Challenge 1 - In the text on Haiti's elections, on what date is voting due to take place?

Text excerpt -

════════════════════

I think we – the United States has been interested in Haiti for – and in democracy in Haiti for a long time. And I think we recently welcomed this February 5th agreement that President Martelly and the presidents of the two chambers of parliament came to. I think we recognize that challenges remain, as Haiti moves towards the completion of its electoral cycle with voting due to take place on April 24th. But the success of the February 5th agreement between these parties depends on the interim leadership’s commitment to implement the terms of the agreement on the timeline that’s outlined in it. Our goal here is to, again, to ensure that the Haitian people have a chance to have their voice heard about who determines their leadership. Their voice has already been heard in terms of populating both the upper and lower house, largely, of parliament, and the presidential election process now needs to run its course.
As one of Haiti’s many international partners, the role of the U.S. is to support and strengthen democracy in Haiti. And we’ve been active in doing that in many different ways for over 30 years. For Haiti’s many challenges, fully functioning and legitimate democratic institutions will also facilitate and make more sustainable the work of the United States and our other international partners, with the goal of improving the quality of life and improving economic opportunity for Haitians. We support the expeditious conclusion of this electoral process with an outcome, as I said, that reflects the will and the desire of the Haitian people.

════════════════════

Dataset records
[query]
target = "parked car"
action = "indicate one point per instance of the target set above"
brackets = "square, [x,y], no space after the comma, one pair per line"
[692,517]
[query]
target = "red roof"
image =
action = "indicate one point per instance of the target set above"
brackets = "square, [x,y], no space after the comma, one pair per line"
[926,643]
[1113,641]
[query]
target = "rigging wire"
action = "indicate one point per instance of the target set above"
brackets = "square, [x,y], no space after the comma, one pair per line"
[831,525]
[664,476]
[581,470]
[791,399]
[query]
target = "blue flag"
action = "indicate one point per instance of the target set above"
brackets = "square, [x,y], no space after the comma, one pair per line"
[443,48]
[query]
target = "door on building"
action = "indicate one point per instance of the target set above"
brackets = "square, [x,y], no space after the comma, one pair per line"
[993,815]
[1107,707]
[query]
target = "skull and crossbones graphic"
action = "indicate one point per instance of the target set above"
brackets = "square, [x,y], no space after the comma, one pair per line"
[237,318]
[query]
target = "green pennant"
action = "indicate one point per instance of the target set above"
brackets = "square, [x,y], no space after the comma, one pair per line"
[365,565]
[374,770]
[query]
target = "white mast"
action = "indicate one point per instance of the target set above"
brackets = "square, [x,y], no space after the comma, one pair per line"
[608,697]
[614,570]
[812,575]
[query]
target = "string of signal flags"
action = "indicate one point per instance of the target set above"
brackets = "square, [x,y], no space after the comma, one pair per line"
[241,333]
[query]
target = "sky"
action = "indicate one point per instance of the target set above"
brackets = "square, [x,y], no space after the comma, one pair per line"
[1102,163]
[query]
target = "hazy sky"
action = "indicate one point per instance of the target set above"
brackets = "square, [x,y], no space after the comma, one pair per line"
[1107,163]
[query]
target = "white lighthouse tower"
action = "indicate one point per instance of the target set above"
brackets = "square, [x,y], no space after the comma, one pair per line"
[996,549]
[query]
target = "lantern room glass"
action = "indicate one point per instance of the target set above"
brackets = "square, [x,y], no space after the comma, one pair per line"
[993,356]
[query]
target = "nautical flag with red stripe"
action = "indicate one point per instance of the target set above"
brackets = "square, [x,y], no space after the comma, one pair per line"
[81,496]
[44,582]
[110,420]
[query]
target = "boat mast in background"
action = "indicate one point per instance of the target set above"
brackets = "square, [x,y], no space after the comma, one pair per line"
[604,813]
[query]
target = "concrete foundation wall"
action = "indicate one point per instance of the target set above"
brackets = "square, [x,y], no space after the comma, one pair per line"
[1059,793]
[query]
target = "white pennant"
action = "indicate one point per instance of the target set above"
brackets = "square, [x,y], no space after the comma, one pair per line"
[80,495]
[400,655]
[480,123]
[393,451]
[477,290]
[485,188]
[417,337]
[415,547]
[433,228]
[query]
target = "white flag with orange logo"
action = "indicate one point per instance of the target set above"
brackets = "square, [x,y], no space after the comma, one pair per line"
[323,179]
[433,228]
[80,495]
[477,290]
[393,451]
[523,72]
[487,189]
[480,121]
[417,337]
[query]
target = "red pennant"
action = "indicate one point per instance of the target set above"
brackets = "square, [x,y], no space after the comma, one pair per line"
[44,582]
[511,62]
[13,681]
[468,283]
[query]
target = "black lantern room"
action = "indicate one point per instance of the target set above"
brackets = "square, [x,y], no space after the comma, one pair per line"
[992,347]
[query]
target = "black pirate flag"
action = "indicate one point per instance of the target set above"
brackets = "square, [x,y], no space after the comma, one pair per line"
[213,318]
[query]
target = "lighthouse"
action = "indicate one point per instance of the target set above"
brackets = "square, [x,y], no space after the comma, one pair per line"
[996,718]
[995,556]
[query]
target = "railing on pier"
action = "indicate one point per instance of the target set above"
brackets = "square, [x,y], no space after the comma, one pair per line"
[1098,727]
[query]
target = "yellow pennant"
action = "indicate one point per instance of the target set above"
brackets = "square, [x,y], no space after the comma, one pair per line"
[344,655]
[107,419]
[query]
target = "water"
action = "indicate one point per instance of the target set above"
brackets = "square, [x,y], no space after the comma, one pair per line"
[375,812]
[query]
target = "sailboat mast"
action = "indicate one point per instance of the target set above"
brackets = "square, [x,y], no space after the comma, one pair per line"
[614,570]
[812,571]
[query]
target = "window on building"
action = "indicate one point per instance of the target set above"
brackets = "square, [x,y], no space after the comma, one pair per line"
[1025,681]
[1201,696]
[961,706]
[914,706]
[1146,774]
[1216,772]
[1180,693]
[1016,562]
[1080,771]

════════════════════

Challenge 2 - Count the lines in the rows above that contain the string "pennant", with case counting, and give only the number.

Correct output 1 - April 24th

Correct output 2 - 4